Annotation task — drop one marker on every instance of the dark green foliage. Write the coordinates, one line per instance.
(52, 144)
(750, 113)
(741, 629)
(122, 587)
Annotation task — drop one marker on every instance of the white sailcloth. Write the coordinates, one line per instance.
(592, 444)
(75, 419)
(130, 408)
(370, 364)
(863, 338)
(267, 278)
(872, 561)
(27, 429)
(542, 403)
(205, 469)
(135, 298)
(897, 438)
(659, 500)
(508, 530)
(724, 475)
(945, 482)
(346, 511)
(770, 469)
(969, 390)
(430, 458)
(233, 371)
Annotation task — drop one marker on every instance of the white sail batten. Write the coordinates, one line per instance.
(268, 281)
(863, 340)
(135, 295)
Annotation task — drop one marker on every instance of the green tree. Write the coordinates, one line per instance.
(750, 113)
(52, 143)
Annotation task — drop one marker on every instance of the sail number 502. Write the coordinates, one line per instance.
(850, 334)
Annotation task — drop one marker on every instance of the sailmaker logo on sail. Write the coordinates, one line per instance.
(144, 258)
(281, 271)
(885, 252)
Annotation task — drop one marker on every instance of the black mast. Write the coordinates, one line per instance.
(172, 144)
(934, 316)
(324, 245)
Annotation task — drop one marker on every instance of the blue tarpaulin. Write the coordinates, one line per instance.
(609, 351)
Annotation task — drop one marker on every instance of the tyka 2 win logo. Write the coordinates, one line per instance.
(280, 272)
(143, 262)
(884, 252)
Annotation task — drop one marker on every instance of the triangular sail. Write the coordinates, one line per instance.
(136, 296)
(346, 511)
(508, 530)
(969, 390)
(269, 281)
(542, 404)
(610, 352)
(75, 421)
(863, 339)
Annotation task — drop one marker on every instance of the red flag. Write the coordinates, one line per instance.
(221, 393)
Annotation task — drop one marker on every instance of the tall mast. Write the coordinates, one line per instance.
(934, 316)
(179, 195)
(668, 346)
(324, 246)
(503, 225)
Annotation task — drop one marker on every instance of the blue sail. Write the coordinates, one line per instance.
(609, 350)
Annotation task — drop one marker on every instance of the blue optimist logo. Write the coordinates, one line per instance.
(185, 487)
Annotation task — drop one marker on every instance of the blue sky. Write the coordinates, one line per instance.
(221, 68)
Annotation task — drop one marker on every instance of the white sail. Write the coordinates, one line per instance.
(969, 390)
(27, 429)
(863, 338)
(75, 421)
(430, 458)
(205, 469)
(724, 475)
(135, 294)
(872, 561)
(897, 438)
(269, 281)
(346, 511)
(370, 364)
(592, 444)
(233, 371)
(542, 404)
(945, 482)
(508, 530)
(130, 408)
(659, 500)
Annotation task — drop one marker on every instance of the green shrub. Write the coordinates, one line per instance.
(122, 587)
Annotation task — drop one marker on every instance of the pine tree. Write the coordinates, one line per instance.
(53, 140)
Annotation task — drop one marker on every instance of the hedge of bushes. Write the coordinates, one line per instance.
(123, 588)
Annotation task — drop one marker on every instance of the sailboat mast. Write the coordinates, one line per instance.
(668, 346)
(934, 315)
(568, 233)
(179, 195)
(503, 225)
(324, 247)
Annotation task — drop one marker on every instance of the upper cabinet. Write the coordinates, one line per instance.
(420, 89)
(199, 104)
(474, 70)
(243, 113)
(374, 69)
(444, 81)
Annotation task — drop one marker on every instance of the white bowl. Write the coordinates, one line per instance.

Instructions to follow: Number every line of the rows above in one continuous list, with no blank lines.

Response to this exercise:
1. Annotation task — drop one marker on every instance of the dark green foliage. Write the coordinates, one line per instance.
2. (52, 144)
3. (750, 113)
4. (741, 629)
5. (122, 587)
6. Annotation task — drop one marker on every instance of the white sailcloth. Write the coordinates, one line per instance.
7. (592, 444)
8. (75, 419)
9. (130, 408)
10. (370, 364)
11. (863, 338)
12. (267, 278)
13. (872, 561)
14. (27, 429)
15. (542, 403)
16. (205, 469)
17. (135, 298)
18. (897, 438)
19. (659, 500)
20. (508, 530)
21. (724, 475)
22. (945, 482)
23. (346, 511)
24. (770, 469)
25. (969, 390)
26. (430, 458)
27. (233, 371)
28. Annotation task — drop one marker on every instance of the white sail batten. Write the coordinates, one line per instance.
29. (268, 281)
30. (863, 340)
31. (135, 295)
32. Annotation task — drop one marker on every instance of the green tree. Write the coordinates, one line per instance.
33. (750, 113)
34. (52, 143)
35. Annotation task — drop one marker on every instance of the sail number 502. Write the coordinates, one line per instance.
36. (850, 334)
37. Annotation task — drop one marker on every instance of the sailmaker logo on sail. Write the coordinates, one line per instance.
38. (144, 258)
39. (281, 271)
40. (885, 252)
41. Annotation task — drop one marker on every instance of the black mast. Write the coordinates, one line per instance.
42. (172, 144)
43. (934, 316)
44. (324, 245)
45. Annotation task — drop one marker on every instance of the blue tarpaulin. Write the coordinates, one line per instance.
46. (609, 351)
47. Annotation task — drop one marker on every instance of the tyka 2 win logo. Write the coordinates, one line per instance.
48. (280, 272)
49. (143, 262)
50. (884, 252)
51. Annotation task — drop one marker on every instance of the triangular sail. Write the coordinates, one line per instance.
52. (136, 296)
53. (346, 511)
54. (508, 530)
55. (969, 390)
56. (269, 281)
57. (542, 404)
58. (610, 352)
59. (75, 421)
60. (863, 339)
61. Annotation task — drop one marker on every instance of the red flag. Write the coordinates, one line per instance.
62. (221, 393)
63. Annotation task — drop one marker on every instance of the tall mast. Write the coordinates, one line per instance.
64. (934, 316)
65. (179, 195)
66. (668, 346)
67. (324, 246)
68. (503, 225)
69. Annotation task — drop one marker on every instance of the blue sail. Write the coordinates, one line per instance.
70. (609, 350)
71. Annotation task — drop one marker on every instance of the blue optimist logo. Write the coordinates, one line per instance.
72. (185, 487)
73. Annotation task — drop one marker on every instance of the blue sky. Write the coordinates, one line per instance.
74. (221, 68)
75. Annotation task — drop one marker on every instance of the white sail. Write the coordinates, one line per instance.
76. (969, 390)
77. (27, 429)
78. (863, 338)
79. (75, 421)
80. (430, 458)
81. (205, 469)
82. (724, 475)
83. (135, 294)
84. (872, 561)
85. (897, 438)
86. (269, 281)
87. (346, 511)
88. (370, 364)
89. (592, 444)
90. (233, 371)
91. (542, 404)
92. (945, 482)
93. (508, 530)
94. (130, 408)
95. (659, 500)
96. Annotation task — drop one marker on every instance of the green shrub. Write the coordinates, one line per instance.
97. (122, 587)
98. Annotation task — drop one marker on every instance of the pine tree. Write the coordinates, one line per instance.
99. (53, 140)
100. Annotation task — drop one marker on every instance of the hedge of bushes. Write the coordinates, one line per instance.
101. (123, 588)
102. Annotation task — drop one marker on every instance of the sailboat mast. Write the coordinates, one line per instance.
103. (668, 346)
104. (934, 315)
105. (568, 233)
106. (179, 195)
107. (503, 225)
108. (324, 247)
109. Annotation task — drop one marker on every instance of the upper cabinet. Write the coordinates, one line per instance.
110. (420, 89)
111. (199, 104)
112. (474, 70)
113. (243, 113)
114. (374, 69)
115. (444, 81)
116. Annotation task — drop one marker on every instance of the white bowl. Write the coordinates, one line per instance.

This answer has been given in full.